§ **Problem requirements**: Write down each entry precisely as given.

§ **Data excerpts**:
========

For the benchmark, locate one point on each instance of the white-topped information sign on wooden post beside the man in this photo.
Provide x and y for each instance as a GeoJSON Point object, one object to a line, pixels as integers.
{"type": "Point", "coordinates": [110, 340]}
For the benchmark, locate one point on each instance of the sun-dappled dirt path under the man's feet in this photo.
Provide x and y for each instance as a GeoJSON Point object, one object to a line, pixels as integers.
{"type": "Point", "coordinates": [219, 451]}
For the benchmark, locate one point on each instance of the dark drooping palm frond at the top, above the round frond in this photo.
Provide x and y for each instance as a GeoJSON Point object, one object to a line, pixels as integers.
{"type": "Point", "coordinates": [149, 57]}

========

§ **Reply to the task**:
For the benchmark, locate one point on each instance of the white-topped information sign on wooden post beside the man in this photo.
Provide x and y for each instance as a GeoJSON Point object, one object to a line, pixels as integers.
{"type": "Point", "coordinates": [110, 340]}
For the benchmark, locate one point on each instance of the sun-dappled dirt path under the man's feet in this photo.
Provide x and y for each instance as a GeoJSON Point object, one object to a line, pixels as integers.
{"type": "Point", "coordinates": [219, 451]}
For the benchmark, locate one point on each instance of the dark drooping palm frond at the top, above the round frond in this photo.
Provide x and y for each instance as a GeoJSON Point object, one object to a line, pixels as integers.
{"type": "Point", "coordinates": [149, 57]}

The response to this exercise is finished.